Aim of the task.
Using the line that contains "Mark the white pillow, one" as the first line and the last line of the data as the final one, give every line in that range again exactly.

(Stored entries)
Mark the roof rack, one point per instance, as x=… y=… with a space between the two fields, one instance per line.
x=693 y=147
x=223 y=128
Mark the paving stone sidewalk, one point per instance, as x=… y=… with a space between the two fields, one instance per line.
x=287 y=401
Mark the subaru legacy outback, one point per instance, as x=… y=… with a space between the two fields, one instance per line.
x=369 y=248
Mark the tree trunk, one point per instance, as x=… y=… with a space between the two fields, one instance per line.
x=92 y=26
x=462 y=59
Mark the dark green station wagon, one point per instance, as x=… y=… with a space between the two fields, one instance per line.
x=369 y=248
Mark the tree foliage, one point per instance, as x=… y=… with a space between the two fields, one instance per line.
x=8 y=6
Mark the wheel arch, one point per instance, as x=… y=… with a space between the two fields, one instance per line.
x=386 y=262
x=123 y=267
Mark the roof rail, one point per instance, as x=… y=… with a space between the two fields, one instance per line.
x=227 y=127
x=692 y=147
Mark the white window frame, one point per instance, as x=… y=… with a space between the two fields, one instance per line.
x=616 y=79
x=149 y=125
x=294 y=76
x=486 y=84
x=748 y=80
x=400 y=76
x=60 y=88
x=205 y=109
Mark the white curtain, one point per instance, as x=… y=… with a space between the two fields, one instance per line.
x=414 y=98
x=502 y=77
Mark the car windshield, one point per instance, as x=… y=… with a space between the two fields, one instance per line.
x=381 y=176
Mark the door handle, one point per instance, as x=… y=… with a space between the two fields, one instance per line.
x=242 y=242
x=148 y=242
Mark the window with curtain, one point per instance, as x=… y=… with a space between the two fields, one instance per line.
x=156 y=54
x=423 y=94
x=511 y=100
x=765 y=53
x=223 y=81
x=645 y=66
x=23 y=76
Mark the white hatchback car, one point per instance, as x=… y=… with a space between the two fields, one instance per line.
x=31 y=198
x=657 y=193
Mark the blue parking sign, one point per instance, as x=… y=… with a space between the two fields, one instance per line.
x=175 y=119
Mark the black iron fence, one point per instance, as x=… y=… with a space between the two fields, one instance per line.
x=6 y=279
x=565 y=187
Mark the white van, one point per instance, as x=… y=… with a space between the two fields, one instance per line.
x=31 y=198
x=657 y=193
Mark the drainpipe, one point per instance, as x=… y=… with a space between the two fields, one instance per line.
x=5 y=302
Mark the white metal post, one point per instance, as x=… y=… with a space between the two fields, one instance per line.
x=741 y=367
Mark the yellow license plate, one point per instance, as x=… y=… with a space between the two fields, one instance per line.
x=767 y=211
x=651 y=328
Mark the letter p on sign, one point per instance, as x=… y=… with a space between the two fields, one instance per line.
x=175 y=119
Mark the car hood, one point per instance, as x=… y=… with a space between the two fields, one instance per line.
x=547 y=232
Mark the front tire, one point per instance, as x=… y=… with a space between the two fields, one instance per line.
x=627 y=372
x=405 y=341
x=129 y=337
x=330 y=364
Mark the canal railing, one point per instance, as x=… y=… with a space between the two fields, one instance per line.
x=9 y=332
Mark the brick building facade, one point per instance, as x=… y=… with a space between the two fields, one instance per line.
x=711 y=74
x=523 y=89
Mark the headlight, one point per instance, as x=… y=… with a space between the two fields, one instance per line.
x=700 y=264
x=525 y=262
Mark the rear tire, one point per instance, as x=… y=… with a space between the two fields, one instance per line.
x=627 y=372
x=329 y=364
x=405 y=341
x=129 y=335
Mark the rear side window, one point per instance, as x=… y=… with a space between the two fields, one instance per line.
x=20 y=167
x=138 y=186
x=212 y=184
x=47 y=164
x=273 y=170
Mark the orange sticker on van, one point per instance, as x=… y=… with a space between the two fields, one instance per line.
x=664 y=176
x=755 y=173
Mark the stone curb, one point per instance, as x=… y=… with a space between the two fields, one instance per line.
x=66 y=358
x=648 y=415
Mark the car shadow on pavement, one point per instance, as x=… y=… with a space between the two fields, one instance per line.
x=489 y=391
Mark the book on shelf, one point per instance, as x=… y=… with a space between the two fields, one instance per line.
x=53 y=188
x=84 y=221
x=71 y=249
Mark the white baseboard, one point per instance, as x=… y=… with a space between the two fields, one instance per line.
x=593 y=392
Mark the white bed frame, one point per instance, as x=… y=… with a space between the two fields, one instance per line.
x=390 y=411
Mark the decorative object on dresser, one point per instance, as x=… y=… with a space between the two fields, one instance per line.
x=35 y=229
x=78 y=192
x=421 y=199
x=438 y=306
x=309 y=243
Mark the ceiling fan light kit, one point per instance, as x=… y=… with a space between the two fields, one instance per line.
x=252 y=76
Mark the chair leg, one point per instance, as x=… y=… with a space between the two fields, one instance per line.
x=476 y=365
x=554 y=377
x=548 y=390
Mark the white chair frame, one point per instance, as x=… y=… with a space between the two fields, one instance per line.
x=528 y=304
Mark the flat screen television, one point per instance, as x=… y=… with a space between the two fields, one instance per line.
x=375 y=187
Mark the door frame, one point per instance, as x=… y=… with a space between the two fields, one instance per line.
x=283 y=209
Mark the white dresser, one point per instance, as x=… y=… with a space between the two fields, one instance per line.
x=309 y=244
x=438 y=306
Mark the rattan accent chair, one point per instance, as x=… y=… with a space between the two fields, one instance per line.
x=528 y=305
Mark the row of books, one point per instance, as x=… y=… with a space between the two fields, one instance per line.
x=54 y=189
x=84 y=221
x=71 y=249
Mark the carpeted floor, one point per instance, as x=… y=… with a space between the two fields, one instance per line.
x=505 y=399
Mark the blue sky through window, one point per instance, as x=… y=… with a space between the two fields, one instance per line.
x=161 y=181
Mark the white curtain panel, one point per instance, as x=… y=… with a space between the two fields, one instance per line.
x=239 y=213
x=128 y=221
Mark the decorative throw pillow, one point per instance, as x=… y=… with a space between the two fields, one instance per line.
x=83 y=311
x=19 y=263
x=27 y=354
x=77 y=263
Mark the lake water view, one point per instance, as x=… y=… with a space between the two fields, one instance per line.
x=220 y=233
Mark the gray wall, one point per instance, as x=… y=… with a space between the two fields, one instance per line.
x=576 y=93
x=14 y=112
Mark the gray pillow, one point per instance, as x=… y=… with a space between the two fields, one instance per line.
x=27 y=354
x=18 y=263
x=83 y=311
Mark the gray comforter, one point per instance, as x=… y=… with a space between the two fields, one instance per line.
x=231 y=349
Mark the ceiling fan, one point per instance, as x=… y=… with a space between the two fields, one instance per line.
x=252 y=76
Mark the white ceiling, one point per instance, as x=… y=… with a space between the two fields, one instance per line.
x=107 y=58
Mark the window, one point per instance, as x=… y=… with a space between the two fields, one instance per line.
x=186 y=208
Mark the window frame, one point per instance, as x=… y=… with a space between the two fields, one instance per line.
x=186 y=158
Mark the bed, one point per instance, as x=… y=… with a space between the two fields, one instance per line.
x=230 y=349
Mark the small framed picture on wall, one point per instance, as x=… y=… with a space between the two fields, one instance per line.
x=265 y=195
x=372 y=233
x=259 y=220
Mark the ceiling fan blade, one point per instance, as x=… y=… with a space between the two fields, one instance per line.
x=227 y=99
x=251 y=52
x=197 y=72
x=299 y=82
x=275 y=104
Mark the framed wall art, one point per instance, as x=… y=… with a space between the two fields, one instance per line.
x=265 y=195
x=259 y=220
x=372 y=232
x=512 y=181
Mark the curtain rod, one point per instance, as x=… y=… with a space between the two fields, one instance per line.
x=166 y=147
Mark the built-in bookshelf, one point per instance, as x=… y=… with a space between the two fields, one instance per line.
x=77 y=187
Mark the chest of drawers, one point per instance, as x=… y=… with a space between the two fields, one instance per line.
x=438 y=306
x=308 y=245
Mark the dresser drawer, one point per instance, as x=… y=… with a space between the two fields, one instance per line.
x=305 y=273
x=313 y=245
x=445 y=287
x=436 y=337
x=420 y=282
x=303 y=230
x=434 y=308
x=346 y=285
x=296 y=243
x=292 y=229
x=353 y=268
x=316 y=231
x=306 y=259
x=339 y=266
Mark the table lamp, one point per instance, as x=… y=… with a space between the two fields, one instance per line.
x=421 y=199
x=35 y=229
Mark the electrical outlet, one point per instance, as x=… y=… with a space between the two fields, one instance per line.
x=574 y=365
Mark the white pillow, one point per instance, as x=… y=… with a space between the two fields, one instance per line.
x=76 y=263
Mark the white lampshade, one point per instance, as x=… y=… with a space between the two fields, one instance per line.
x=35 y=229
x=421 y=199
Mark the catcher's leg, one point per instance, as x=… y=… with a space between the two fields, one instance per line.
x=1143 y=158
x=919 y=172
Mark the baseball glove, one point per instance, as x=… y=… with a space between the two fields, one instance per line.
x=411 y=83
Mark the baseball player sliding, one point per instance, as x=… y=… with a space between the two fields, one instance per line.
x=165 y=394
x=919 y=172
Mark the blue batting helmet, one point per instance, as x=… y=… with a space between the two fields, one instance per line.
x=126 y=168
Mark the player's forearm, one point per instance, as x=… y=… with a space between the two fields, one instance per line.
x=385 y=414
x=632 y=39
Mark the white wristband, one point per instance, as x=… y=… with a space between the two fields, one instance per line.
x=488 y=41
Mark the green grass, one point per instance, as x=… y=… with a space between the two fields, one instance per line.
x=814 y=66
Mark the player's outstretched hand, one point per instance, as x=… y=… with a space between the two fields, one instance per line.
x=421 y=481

Answer box.
Mark the white pillow, one point per instance, as x=… y=… with a space between the two fields, one instance per line.
x=76 y=263
Mark the white lampshade, one point per instance, as x=… y=… with a space between the two fields, one instance per line.
x=35 y=229
x=421 y=199
Mark the catcher's leg, one point per instance, as x=… y=… with a space between the two fields, one instance per line.
x=1143 y=158
x=919 y=172
Mark the baseball glove, one point per instance, as x=… y=… with a space between the two fields, one instance per line.
x=411 y=83
Mark the baseball player sliding, one point per instance, as x=… y=… with a space between the two fields, one instance per line.
x=165 y=394
x=919 y=172
Mark the blue batting helmet, one point per instance, as x=… y=… with a space between the two fields, one instance per line.
x=126 y=168
Mark the player's forearm, one point per instance, as x=… y=… with a space between the two fields, one instance per line.
x=385 y=414
x=632 y=39
Mark the white wristband, one point per instance, as x=… y=… with a space between the two fields, one instance per line.
x=488 y=41
Mark the green grass, one point per instance, as x=… y=… with a space between the two fields, one instance per line.
x=814 y=66
Mark the player's outstretched hand, one point per instance, as x=… y=… with a space between the two fields, one instance per line.
x=421 y=481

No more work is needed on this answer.